[[ Data supplied, beginning ]]

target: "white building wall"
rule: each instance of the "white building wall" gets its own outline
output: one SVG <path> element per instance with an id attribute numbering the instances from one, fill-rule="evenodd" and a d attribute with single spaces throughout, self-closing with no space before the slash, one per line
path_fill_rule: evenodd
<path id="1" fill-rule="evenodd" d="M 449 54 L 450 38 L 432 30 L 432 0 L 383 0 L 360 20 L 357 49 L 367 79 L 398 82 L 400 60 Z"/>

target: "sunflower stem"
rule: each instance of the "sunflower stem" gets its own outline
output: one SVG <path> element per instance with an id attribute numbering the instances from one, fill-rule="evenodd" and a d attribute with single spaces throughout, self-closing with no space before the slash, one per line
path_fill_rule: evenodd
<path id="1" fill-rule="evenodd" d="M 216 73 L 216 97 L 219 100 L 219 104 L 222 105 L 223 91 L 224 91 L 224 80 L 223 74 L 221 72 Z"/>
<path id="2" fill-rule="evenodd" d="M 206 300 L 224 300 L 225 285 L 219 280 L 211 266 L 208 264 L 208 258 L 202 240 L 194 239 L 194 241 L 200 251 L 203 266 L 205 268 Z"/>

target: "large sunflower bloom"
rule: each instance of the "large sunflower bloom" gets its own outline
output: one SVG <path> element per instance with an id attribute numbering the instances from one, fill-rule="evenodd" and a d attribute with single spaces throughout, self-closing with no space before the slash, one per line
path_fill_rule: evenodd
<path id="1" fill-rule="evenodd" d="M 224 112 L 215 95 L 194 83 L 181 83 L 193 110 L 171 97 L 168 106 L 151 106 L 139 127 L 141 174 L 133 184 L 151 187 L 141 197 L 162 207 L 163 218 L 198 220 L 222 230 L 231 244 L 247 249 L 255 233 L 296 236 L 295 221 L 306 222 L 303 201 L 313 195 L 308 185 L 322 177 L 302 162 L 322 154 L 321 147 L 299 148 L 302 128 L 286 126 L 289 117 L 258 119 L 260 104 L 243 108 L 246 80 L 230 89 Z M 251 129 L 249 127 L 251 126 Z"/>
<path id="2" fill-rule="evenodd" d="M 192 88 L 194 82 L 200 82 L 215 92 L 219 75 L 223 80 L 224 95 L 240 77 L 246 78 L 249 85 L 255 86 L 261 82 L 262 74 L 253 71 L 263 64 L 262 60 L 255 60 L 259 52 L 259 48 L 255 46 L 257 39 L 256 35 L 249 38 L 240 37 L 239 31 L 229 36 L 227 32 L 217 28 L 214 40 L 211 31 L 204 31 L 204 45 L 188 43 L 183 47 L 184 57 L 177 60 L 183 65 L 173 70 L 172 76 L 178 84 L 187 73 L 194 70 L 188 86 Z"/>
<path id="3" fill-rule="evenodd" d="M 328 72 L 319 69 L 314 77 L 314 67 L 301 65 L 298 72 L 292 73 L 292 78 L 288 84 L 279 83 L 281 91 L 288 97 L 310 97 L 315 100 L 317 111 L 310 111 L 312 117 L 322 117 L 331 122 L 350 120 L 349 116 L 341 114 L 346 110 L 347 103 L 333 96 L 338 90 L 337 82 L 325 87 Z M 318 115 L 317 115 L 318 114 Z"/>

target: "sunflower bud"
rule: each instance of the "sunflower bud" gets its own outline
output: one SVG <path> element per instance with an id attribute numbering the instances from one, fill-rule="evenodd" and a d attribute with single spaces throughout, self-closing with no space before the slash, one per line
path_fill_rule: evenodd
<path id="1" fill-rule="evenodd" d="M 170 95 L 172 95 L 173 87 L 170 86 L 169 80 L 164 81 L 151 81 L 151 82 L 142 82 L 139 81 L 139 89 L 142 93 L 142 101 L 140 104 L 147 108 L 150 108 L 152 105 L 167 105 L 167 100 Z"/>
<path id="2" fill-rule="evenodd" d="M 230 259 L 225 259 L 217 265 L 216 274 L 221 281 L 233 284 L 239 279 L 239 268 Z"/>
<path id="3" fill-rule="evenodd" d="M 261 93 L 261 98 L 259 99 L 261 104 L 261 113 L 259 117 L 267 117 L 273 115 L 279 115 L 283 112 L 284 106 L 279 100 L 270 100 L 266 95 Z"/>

[[ Data supplied, end ]]
[[ Data supplied, beginning ]]

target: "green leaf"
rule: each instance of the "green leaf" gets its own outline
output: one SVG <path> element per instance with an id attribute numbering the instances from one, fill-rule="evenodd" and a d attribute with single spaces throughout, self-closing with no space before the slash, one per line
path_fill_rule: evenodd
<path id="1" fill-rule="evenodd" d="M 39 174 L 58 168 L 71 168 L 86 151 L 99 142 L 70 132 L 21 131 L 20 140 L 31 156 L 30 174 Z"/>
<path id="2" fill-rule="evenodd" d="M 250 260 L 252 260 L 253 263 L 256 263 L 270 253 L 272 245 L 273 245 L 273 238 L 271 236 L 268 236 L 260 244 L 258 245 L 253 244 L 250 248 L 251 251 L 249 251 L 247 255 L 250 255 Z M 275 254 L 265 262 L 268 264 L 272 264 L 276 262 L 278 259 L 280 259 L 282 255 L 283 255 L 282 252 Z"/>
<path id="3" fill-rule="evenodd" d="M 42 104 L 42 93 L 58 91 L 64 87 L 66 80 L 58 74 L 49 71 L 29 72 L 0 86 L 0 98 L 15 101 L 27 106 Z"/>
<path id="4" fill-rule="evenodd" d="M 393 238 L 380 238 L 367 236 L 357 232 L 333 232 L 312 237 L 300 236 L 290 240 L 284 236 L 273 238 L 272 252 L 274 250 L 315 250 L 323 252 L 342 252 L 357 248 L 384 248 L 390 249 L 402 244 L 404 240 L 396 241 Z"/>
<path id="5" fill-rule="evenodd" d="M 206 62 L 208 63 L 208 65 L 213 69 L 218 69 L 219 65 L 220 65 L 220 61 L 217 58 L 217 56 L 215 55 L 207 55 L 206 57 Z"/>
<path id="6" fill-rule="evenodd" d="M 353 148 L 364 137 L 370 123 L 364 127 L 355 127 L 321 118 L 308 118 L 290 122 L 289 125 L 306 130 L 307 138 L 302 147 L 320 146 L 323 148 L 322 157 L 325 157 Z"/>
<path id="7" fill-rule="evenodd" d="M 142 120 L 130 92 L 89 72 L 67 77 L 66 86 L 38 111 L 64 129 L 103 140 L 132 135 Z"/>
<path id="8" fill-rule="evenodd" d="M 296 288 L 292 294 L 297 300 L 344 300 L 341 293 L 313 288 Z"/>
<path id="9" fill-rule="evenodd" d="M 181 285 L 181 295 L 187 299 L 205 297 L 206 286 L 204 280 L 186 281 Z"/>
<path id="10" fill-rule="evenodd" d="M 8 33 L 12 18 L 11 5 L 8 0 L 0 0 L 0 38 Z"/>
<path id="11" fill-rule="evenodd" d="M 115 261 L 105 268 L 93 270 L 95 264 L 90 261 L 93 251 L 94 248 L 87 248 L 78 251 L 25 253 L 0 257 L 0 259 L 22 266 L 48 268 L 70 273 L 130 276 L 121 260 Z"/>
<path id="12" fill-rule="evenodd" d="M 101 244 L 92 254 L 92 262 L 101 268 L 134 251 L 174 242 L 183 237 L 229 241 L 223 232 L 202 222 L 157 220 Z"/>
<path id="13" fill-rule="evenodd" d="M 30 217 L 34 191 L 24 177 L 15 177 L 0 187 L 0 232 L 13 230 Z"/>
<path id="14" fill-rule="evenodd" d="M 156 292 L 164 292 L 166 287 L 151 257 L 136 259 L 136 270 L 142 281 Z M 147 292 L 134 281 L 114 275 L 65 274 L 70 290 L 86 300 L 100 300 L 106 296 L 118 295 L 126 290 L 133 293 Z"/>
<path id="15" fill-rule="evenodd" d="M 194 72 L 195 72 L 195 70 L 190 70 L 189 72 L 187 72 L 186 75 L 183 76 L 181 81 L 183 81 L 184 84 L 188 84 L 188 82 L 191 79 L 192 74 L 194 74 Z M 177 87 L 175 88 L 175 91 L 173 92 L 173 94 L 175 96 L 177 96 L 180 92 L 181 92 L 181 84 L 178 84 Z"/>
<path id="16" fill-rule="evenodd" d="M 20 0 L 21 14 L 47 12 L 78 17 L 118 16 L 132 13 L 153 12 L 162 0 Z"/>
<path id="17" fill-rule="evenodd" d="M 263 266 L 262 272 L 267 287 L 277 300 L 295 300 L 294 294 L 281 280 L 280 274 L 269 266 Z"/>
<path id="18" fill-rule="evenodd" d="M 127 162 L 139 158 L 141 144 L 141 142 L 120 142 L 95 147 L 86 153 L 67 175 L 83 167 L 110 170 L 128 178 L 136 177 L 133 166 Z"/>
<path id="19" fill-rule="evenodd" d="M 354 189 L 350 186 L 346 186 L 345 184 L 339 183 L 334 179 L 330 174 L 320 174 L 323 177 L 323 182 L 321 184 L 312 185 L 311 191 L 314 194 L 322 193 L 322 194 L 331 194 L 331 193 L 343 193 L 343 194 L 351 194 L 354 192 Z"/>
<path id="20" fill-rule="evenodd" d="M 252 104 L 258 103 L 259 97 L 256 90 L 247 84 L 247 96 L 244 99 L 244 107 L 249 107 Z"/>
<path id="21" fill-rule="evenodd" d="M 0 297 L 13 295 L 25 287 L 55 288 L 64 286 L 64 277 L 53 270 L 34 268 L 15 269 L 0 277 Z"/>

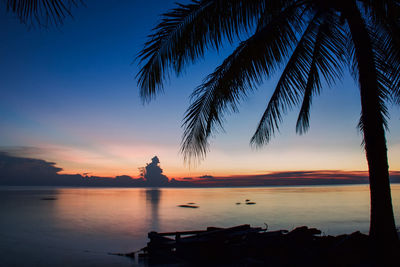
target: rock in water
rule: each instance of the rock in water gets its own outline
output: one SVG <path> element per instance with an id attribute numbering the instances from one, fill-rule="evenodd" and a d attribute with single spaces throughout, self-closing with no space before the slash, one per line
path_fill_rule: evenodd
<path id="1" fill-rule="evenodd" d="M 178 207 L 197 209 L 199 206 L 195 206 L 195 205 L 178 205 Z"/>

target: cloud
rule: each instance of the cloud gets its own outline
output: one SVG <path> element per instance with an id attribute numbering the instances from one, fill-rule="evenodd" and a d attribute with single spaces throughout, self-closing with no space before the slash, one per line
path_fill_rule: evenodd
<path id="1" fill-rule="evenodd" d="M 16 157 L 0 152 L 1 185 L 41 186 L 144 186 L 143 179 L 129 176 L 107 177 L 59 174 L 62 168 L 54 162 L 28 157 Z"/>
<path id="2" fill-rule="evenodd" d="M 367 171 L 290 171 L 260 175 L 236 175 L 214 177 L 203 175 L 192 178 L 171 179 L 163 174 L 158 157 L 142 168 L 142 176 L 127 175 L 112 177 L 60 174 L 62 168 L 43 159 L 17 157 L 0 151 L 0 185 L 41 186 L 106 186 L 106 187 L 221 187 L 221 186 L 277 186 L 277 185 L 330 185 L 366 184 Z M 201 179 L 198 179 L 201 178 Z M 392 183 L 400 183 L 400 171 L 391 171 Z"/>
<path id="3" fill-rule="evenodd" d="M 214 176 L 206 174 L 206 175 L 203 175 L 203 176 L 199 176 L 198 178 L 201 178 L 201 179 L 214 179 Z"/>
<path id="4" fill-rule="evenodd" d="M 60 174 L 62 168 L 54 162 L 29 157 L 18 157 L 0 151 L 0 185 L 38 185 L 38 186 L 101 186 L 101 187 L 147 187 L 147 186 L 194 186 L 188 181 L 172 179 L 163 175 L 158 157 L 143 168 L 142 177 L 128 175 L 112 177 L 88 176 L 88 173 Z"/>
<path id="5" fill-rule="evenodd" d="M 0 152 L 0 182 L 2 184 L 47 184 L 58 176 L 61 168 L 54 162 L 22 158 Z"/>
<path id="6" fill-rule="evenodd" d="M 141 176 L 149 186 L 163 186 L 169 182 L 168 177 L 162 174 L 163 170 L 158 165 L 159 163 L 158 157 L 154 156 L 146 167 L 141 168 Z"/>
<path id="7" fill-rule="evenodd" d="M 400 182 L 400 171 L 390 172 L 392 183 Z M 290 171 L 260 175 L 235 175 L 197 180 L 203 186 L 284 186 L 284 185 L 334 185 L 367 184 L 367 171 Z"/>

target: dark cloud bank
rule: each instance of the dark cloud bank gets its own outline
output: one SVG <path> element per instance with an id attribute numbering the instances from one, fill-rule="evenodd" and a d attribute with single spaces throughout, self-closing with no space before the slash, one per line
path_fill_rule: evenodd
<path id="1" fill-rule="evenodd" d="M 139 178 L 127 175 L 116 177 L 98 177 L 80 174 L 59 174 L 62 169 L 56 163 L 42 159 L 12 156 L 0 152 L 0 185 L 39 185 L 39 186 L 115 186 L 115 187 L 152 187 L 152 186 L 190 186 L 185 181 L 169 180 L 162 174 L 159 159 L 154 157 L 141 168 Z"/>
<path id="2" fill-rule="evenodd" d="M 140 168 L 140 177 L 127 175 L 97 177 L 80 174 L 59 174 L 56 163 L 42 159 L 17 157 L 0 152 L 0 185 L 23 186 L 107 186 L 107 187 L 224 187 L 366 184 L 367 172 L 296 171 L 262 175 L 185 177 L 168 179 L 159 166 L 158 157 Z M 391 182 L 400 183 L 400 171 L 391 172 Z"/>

[[ Data supplied, end ]]

• _Work task_: Your response should contain each line of the listing in which the word "green" occurs.

• _Answer to the problem_:
target: "green leaf"
rule: each instance of the "green leaf" gets its own outline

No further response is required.